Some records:
########

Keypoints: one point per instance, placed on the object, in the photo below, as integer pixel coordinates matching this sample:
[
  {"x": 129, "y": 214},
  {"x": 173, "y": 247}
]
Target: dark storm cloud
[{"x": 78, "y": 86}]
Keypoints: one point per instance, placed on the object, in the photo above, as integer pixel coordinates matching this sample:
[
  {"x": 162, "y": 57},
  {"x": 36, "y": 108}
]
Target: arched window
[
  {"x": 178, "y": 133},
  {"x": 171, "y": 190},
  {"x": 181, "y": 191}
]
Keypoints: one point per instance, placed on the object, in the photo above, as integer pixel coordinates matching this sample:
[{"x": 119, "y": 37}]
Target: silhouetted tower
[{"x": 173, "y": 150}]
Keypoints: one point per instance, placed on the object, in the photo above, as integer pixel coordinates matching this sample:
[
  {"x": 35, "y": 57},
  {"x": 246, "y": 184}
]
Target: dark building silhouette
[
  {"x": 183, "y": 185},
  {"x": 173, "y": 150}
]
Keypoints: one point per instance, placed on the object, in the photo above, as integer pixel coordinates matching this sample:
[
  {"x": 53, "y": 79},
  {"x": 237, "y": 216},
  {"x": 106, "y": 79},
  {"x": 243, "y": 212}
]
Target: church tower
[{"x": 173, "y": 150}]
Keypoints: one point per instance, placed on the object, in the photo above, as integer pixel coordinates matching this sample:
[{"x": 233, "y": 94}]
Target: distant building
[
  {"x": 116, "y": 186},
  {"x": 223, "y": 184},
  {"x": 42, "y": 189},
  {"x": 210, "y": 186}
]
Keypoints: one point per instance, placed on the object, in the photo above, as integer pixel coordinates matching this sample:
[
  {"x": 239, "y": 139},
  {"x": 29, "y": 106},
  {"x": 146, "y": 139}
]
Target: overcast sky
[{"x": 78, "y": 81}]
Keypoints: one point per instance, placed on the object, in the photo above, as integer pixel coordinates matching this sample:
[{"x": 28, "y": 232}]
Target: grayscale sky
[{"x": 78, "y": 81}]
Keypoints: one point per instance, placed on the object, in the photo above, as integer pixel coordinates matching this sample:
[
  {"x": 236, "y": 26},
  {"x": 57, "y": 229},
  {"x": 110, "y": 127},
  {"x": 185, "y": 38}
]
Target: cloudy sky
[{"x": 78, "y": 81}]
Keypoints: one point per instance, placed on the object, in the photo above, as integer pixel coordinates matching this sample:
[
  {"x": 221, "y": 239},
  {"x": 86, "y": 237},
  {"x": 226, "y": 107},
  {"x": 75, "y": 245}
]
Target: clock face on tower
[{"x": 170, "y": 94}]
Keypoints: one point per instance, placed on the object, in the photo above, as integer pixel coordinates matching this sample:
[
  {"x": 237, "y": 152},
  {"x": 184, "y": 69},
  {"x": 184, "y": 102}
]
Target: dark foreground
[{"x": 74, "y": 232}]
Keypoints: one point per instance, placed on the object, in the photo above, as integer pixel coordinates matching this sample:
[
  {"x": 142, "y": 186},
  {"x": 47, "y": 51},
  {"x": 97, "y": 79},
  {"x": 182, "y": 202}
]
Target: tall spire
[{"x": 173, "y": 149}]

########

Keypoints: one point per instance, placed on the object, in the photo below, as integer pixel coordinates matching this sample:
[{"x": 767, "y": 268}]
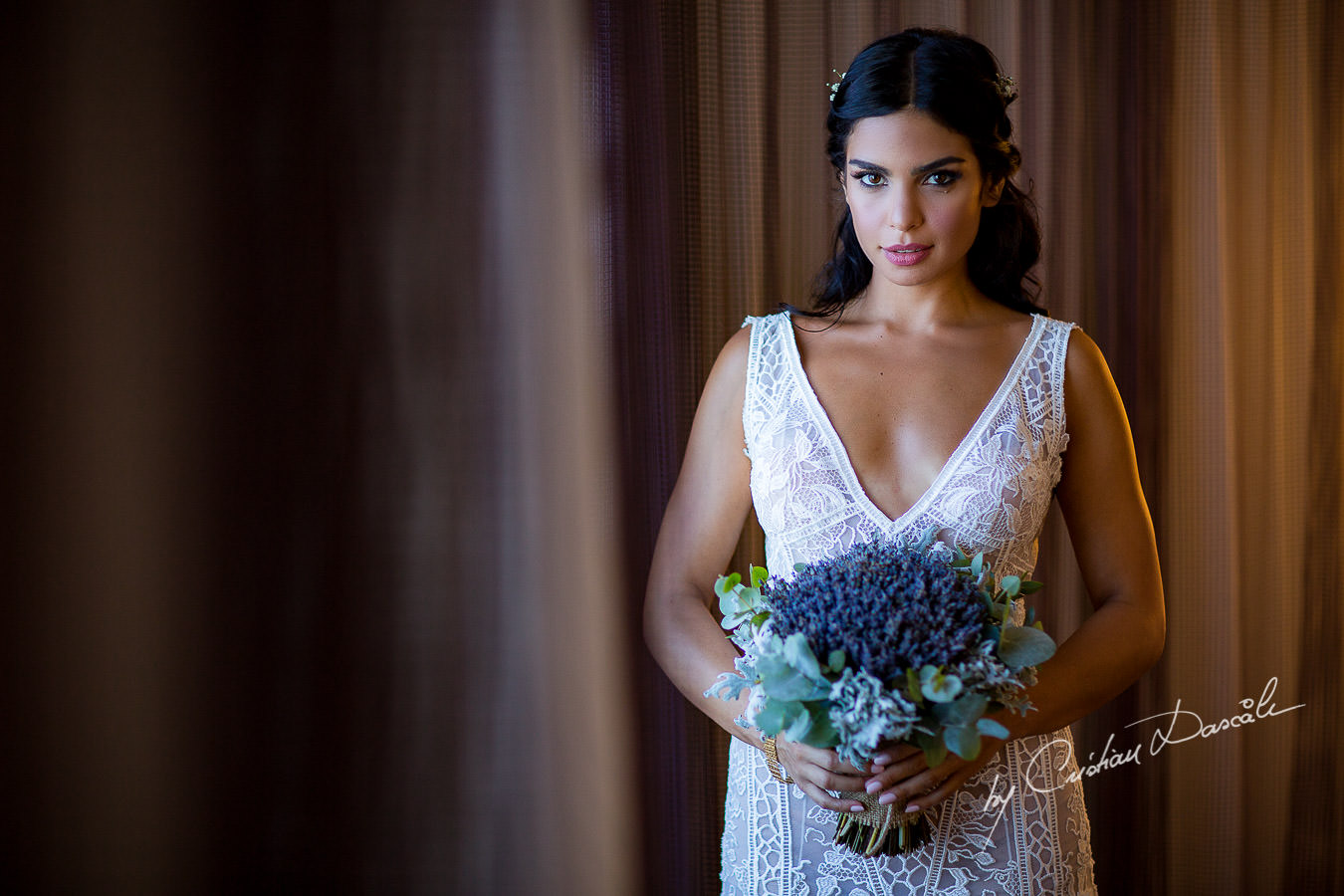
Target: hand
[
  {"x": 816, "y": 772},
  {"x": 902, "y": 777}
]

########

* [Goal of the exercise] Find every line in the items above that contains the word "tower" and copy each of those lines.

* [Answer to the task]
Target: silhouetted tower
Target: church tower
Target: clock face on tower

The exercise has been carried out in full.